WHAT THE TASK REQUIRES =
Retype the passage from the renewed-mind article between "Researchers theorize that" and "people getting along.", inclusive.

EXTRACT PROVIDED =
<<<<

The Renewed Mind (Part 2)
In part one of this series we talked about how we define ourselves. We explored what it means to lay aside the measure of self for the measure of Christ. In part two of this series we will examine how we look at our lives.
What do you see when you look at your life? Is your life good or bad? How we answer these questions usually changes according to our circumstances. If most everything is going our way, we might proclaim “life is good!” However, if bad things are happening to us, we might come up with a different description of our lives.
Our happiness often depends on whether we are getting what we want out of life. Are our dreams coming true, or are they dying? We also measure our life with our eye on our neighbor’s life, wondering if he or she has it better than us. Unfortunately, bad things tend to tip the scales much more easily than good things. There can be ten good circumstances in our lives, but one bad thing can capture our attention and lead us to despair.
Researchers theorize that our brains are wired to notice the bad over the good. The theory is that bad things can hurt us, and good things can’t, so we pay extra attention to bad things. If you watch much television, you know that the media reports almost entirely bad news. It seems that journalists discovered how our brain works long before the scientists. There is an old saying among reporters, “Bad new sells!” If you report bad news and controversy, you will get much higher ratings than if you report good news and stories about people getting along.
Some people try to consciously overcome the human tendency to focus on evil. We call them optimists. Studies have shown that people who dwell on the good are happier, and they live longer than pessimists. It lifts our spirits when we count our blessings and give thanks for God’s goodness. We can always find good things in our lives if we will take the time to look.

>>>>

EXCERPTED DATA =
<<<<

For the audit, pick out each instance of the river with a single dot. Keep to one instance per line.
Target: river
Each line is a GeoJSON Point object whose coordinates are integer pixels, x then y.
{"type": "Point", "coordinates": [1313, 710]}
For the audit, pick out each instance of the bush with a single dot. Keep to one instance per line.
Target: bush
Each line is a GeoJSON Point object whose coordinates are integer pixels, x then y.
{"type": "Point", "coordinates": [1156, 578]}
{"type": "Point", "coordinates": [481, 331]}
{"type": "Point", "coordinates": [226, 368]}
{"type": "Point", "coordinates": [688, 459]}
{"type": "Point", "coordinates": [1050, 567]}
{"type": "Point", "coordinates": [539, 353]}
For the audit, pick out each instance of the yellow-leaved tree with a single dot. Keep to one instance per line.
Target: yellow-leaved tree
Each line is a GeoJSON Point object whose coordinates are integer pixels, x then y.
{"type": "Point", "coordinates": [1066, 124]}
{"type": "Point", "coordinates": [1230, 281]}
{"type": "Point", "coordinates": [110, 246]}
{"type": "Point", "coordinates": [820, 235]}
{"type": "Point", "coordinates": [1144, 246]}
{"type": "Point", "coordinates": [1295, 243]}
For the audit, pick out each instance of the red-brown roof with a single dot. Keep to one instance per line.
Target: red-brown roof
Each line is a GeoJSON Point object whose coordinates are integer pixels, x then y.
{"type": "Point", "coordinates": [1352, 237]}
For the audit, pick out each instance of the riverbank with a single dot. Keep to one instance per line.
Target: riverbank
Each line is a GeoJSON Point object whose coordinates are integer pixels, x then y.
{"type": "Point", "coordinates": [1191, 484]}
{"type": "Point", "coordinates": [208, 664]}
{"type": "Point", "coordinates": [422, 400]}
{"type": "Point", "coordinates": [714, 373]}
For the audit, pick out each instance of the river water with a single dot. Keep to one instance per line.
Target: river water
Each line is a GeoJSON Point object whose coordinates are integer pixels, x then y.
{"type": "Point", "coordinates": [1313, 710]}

>>>>

RESPONSE BELOW =
Researchers theorize that our brains are wired to notice the bad over the good. The theory is that bad things can hurt us, and good things can’t, so we pay extra attention to bad things. If you watch much television, you know that the media reports almost entirely bad news. It seems that journalists discovered how our brain works long before the scientists. There is an old saying among reporters, “Bad new sells!” If you report bad news and controversy, you will get much higher ratings than if you report good news and stories about people getting along.